Reproduce, in full and word for word, the note below on the re-alignment effort and the Samtools upgrade.

Given text:

──────

Before staring the re-alignment effort full force, I would let David and SVA users know that besides a new reference sequence, there will be a Samtools upgrade.
Here are some easy checks I would recommend.
(A) Comparison to SVA routines
-”pipeline concordance” with concordance computed with SVA
- average coverage in the pipeline with coverage computed with SVA.
We’ve done this for the genome but not exome samples yet.
(B) Consider emailing SVA users and asking them about some basic checks we can do or ask them to do some checks on a few exome samples aligned with the new build.
(D) Consider asking Mingfu if his Erds results (genome) look reasonable. Erds uses SNVs generated in pipeline
(E) You might also consider moving up to a newer version of Samtools.
The most recent is 1.17.
From what I’ve read, I would at least go up to version 1.13.
Listed below are some of the notable changes I’ve extracted from this file (http://sourceforge.net/projects/samtools/files/samtools/0.1.17/).
* bug fixes
* pileup command dropped
* Bugfix: some reads without coordinates but given on the reverse strand are
lost in merging.
* Added the `depth’ command to samtools to compute the per-base depth with a
simpler interface. File `bam2depth.c’, which implements this command, is the
recommended example on how to use the mpileup APIs.

──────

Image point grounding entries
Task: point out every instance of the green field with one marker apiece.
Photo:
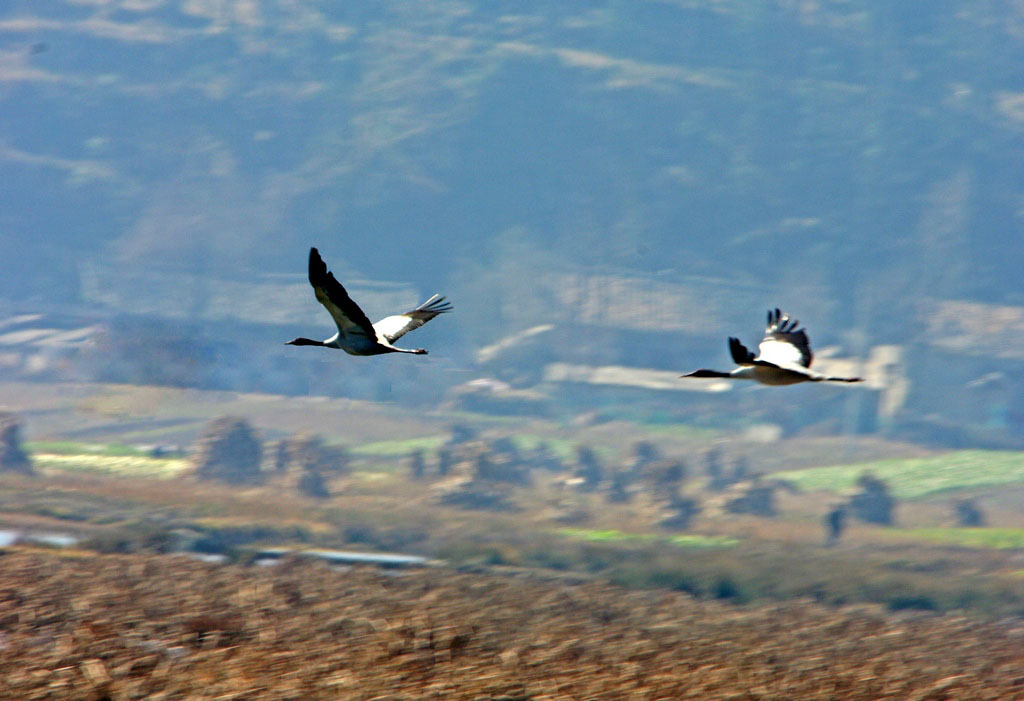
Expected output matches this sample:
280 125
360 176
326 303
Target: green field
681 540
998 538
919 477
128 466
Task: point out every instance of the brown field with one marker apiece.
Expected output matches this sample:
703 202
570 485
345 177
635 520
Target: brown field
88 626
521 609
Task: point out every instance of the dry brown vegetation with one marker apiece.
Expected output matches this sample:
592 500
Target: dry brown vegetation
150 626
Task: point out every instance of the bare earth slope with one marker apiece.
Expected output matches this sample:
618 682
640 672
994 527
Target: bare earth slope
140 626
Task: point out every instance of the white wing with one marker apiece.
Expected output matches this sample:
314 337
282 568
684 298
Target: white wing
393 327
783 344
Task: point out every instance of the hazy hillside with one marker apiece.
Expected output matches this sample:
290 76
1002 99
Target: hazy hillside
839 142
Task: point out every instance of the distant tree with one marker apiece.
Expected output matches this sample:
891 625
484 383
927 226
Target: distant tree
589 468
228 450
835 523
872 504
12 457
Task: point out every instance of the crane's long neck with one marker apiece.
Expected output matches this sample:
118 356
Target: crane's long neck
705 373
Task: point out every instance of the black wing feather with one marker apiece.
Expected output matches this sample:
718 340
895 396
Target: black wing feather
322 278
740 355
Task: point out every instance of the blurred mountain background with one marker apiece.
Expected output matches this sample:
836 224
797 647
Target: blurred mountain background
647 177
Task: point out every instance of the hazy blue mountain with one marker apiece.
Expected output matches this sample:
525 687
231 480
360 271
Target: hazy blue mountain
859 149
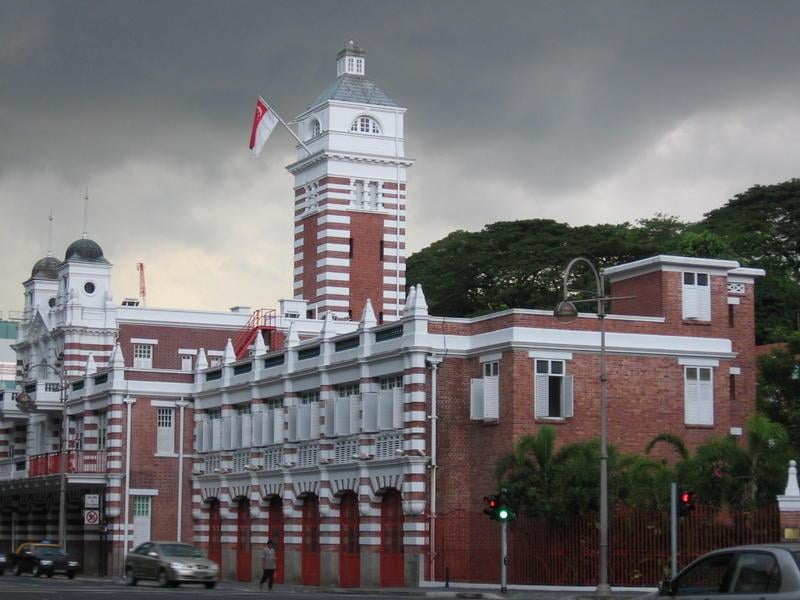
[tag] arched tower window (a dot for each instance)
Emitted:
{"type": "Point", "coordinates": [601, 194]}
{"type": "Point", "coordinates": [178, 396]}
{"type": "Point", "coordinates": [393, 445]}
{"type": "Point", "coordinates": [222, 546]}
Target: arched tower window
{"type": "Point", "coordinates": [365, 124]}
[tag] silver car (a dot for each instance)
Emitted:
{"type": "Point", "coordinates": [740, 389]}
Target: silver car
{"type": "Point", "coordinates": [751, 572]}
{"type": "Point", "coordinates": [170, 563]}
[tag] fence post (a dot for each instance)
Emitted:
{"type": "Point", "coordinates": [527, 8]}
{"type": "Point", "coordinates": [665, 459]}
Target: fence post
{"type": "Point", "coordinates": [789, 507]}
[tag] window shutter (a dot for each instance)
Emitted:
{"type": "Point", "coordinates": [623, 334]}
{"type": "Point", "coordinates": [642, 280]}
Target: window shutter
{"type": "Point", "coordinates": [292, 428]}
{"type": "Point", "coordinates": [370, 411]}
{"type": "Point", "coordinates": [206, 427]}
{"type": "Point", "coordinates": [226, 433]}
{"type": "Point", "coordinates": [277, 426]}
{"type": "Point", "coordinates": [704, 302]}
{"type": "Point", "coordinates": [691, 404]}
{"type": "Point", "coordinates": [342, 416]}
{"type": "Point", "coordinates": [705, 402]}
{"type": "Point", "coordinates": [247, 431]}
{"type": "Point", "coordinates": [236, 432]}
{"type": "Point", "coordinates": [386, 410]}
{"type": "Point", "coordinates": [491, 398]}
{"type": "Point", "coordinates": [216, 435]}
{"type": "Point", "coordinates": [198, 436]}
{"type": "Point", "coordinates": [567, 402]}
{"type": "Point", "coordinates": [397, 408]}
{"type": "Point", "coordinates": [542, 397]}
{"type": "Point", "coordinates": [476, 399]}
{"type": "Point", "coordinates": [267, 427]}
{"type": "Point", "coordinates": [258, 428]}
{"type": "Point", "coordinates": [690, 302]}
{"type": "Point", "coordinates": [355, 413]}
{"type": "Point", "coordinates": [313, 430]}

──────

Solution to this exercise:
Before staring the re-alignment effort full force, I would let David and SVA users know that besides a new reference sequence, there will be a Samtools upgrade.
Here are some easy checks I would recommend.
(A) Comparison to SVA routines
-”pipeline concordance” with concordance computed with SVA
- average coverage in the pipeline with coverage computed with SVA.
We’ve done this for the genome but not exome samples yet.
(B) Consider emailing SVA users and asking them about some basic checks we can do or ask them to do some checks on a few exome samples aligned with the new build.
(D) Consider asking Mingfu if his Erds results (genome) look reasonable. Erds uses SNVs generated in pipeline
(E) You might also consider moving up to a newer version of Samtools.
The most recent is 1.17.
From what I’ve read, I would at least go up to version 1.13.
Listed below are some of the notable changes I’ve extracted from this file (http://sourceforge.net/projects/samtools/files/samtools/0.1.17/).
* bug fixes
* pileup command dropped
* Bugfix: some reads without coordinates but given on the reverse strand are
lost in merging.
* Added the `depth’ command to samtools to compute the per-base depth with a
simpler interface. File `bam2depth.c’, which implements this command, is the
recommended example on how to use the mpileup APIs.